━━━ TEXTE PROPOSÉ
Главная страница «Первого сентября»Главная страница журнала «Французский язык»Содержание №20/2007

Arts et culture

Photographie

La photographie aujourd’hui est devenue presque un sine qua non de la création. Avec l’avènement des technologies numériques la photographie a progressé dans sa signification : maintenant on peut éterniser chaque instant de notre vie avec une évidence momentanée. La photographie pour rester un art à part s’est révélée comme un outil indispensable à chaque personne créative.

Au cours des relations que certains photographes ont entretenu avec la peinture et les arts plastiques, les notions photographiques de matière, d’espace et de volume ont été explorées, augmentées, et l’instantanéité de la photographie élargie. Les possibilités temporelles de l’image, condition même de l’expérience photographique, en ont été accrues. Ensemble, recherche plastique et sens de la fiction font alors de la photographie l’expérimentation d’un temps complexe, dilaté, fluctuant. C’est pourquoi on ne va pas vous présenter ici que des photographes mais aussi des plasticiens dont une part majeure de l’œuvre est inspirée et réalisée à l’aide de la photo.
━━━━━━
━━━ LIGNES FOURNIES
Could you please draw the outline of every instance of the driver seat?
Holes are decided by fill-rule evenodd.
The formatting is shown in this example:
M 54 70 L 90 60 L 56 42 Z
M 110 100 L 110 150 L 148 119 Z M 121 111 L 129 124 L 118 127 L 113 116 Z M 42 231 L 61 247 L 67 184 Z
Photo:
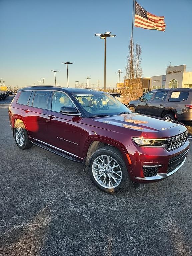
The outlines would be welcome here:
M 82 100 L 83 101 L 83 103 L 81 103 L 81 106 L 87 112 L 92 112 L 92 109 L 88 106 L 89 102 L 87 99 L 83 98 L 82 99 Z

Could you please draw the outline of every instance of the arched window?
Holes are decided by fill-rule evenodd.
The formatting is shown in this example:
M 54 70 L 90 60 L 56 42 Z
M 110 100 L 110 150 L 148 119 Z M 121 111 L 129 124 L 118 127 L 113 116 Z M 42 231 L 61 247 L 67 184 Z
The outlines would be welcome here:
M 177 80 L 175 79 L 172 79 L 172 80 L 171 80 L 169 82 L 169 88 L 170 89 L 172 88 L 178 88 L 178 82 Z

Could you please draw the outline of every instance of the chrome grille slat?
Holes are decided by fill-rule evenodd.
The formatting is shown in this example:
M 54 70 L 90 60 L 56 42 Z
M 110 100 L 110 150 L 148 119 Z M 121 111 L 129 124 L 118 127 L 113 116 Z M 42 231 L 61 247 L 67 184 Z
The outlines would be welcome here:
M 187 131 L 177 136 L 168 139 L 167 149 L 173 149 L 182 145 L 185 142 L 187 136 Z

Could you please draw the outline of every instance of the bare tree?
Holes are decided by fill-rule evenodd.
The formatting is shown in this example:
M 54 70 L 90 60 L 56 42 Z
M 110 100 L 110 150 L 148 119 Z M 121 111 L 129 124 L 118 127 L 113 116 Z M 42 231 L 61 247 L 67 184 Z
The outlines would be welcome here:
━━━━━━
CONSIGNE =
Recopiez le passage du texte sur la photographie en commençant à « Arts et culture » et en terminant à « chaque personne créative. ».

RÉPONSE ATTENDUE =
Arts et culture

Photographie

La photographie aujourd’hui est devenue presque un sine qua non de la création. Avec l’avènement des technologies numériques la photographie a progressé dans sa signification : maintenant on peut éterniser chaque instant de notre vie avec une évidence momentanée. La photographie pour rester un art à part s’est révélée comme un outil indispensable à chaque personne créative.